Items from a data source

(begin)

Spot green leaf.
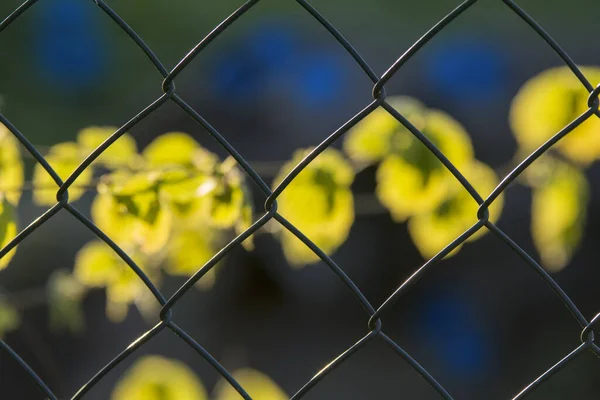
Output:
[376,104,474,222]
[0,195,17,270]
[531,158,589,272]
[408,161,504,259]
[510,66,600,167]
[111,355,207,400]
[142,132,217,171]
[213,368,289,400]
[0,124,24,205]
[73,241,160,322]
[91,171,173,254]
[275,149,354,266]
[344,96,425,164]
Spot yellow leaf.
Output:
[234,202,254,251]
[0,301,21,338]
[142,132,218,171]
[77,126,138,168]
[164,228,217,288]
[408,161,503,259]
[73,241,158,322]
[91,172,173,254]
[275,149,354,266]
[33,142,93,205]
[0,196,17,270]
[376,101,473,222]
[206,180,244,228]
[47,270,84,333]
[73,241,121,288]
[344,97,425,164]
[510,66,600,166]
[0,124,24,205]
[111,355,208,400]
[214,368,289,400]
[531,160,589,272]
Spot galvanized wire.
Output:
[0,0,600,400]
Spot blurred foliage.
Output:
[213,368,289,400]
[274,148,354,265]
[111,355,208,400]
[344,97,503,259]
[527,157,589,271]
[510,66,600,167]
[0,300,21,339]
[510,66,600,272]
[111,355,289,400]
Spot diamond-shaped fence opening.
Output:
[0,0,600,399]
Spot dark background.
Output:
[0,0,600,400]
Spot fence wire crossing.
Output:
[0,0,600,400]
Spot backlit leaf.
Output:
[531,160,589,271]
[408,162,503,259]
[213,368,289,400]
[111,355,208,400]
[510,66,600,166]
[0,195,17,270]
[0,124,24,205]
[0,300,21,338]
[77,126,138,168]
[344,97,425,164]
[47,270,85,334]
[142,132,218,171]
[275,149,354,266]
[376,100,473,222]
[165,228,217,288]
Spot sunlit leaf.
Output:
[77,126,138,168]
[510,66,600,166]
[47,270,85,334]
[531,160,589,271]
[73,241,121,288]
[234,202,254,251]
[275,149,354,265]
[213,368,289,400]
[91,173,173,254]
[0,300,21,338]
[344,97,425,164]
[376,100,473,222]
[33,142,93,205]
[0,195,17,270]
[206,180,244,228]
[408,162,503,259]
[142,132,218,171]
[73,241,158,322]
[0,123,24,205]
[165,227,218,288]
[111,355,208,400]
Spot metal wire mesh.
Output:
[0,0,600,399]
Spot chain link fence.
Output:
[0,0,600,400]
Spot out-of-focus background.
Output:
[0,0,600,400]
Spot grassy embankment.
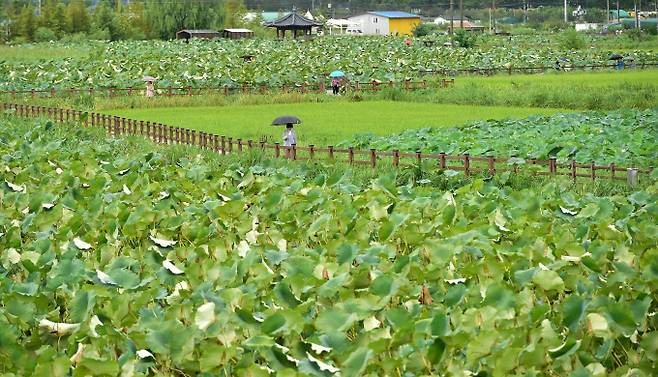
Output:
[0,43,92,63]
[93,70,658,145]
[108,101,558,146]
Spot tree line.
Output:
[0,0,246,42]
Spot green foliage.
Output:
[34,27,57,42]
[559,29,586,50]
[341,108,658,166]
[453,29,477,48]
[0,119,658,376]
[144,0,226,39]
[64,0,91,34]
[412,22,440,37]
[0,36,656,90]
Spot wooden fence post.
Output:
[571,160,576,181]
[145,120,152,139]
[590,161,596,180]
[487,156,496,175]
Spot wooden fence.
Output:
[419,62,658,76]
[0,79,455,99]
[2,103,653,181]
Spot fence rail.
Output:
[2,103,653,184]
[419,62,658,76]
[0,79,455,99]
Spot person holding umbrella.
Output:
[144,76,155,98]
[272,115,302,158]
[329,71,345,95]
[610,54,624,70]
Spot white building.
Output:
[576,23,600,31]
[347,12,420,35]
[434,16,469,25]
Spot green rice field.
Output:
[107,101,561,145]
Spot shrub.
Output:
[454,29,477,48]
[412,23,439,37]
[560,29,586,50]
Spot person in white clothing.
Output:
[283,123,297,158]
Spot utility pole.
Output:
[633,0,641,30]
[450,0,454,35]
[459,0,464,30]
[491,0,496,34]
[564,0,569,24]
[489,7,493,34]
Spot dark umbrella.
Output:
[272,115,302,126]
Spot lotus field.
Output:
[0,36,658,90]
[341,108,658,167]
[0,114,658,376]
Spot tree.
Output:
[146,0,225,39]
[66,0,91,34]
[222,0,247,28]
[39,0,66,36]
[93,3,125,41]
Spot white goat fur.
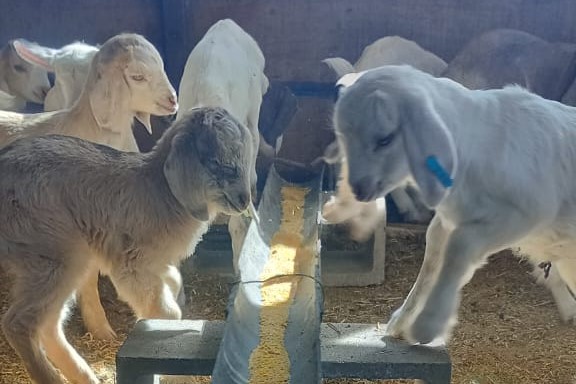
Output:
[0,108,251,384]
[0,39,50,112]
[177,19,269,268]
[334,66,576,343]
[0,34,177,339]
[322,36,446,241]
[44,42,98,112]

(end)

§ **Required task**
Reproduce every line of the items above word for word, leaving out the pictures.

§ **Written answer**
Spot green leaf.
Output:
[376,104,474,222]
[0,195,17,270]
[531,158,589,272]
[408,161,504,259]
[510,66,600,167]
[111,355,207,400]
[142,132,217,171]
[213,368,289,400]
[0,124,24,205]
[73,241,160,322]
[91,171,173,254]
[275,149,354,266]
[344,96,425,164]
Spot yellow leaf.
Output:
[234,202,254,251]
[0,301,21,338]
[142,132,218,171]
[77,126,138,168]
[164,228,217,288]
[408,161,503,259]
[73,241,158,322]
[91,172,173,254]
[275,149,354,266]
[33,142,93,205]
[0,196,17,270]
[376,101,473,222]
[206,180,244,228]
[47,270,84,333]
[73,241,121,288]
[344,97,425,164]
[510,66,600,166]
[0,124,24,205]
[111,355,208,400]
[214,368,289,400]
[531,160,589,272]
Spot galvanized wire.
Output:
[0,0,600,400]
Spot blurred foliage.
Output:
[213,368,289,400]
[274,148,354,265]
[111,355,208,400]
[344,97,503,259]
[527,157,589,271]
[510,66,600,167]
[0,300,21,339]
[510,66,600,272]
[111,355,289,400]
Spot diamond-shaped fence opening.
Output:
[0,0,600,399]
Spot dark background.
Output:
[0,0,600,400]
Spot fence wire crossing.
Output:
[0,0,600,400]
Spot backlit leaf.
Output:
[531,160,589,271]
[408,162,503,259]
[213,368,289,400]
[111,355,208,400]
[510,66,600,166]
[0,195,17,270]
[0,124,24,205]
[0,300,21,338]
[77,126,138,168]
[344,97,425,164]
[47,270,85,334]
[142,132,218,171]
[275,149,354,266]
[376,100,473,222]
[165,228,217,288]
Spot sunlit leaf.
Output:
[77,126,138,168]
[510,66,600,166]
[47,270,85,334]
[531,160,589,271]
[73,241,121,288]
[234,202,254,251]
[275,149,354,265]
[213,368,289,400]
[91,173,173,254]
[0,300,21,338]
[344,97,425,164]
[376,100,473,222]
[33,142,93,205]
[0,195,17,270]
[206,180,244,228]
[408,162,503,259]
[142,132,218,171]
[73,241,158,322]
[0,123,24,205]
[165,227,218,288]
[111,355,208,400]
Spot metal wire mesh.
Output:
[0,0,600,399]
Spot chain link fence.
Output:
[0,0,600,400]
Spot out-of-focus background.
Output:
[0,0,600,400]
Spot grassy embankment.
Output:
[0,43,92,63]
[93,70,658,145]
[108,101,558,146]
Spot tree line.
Output:
[0,0,246,42]
Spot green foliage.
Output:
[34,27,57,42]
[559,29,586,50]
[341,108,658,166]
[453,29,477,48]
[0,119,658,376]
[144,0,226,39]
[64,0,91,34]
[412,22,440,37]
[0,36,656,90]
Spot wooden fence post.
Output:
[571,160,576,181]
[145,120,152,139]
[590,161,596,180]
[487,156,496,175]
Spot wooden fence.
Output:
[419,62,658,76]
[0,79,455,99]
[2,103,653,181]
Spot fence rail.
Output:
[2,103,653,184]
[419,62,658,76]
[0,79,455,99]
Spot person holding umbrella.
Output:
[144,76,155,98]
[272,115,302,158]
[329,71,345,95]
[610,54,624,70]
Spot white building.
Output:
[576,23,600,31]
[347,12,420,35]
[434,16,469,25]
Spot green rice field.
Output:
[107,101,561,145]
Spot shrub.
Output:
[454,29,477,48]
[412,23,439,37]
[560,29,586,50]
Spot person in white clothing.
Output:
[283,123,297,158]
Spot utility pole.
Output:
[633,0,641,30]
[450,0,454,35]
[459,0,464,30]
[491,0,496,34]
[564,0,569,24]
[489,7,493,34]
Spot dark umbrella.
Output:
[272,115,302,126]
Spot lotus field.
Output:
[0,36,658,90]
[341,108,658,167]
[0,114,658,376]
Spot tree.
Output:
[146,0,225,39]
[66,0,91,34]
[222,0,247,28]
[39,0,66,36]
[93,3,125,41]
Spot white goat fur.
Output:
[0,108,251,384]
[0,39,50,112]
[177,19,269,268]
[334,66,576,343]
[0,34,177,339]
[322,36,446,241]
[44,42,98,112]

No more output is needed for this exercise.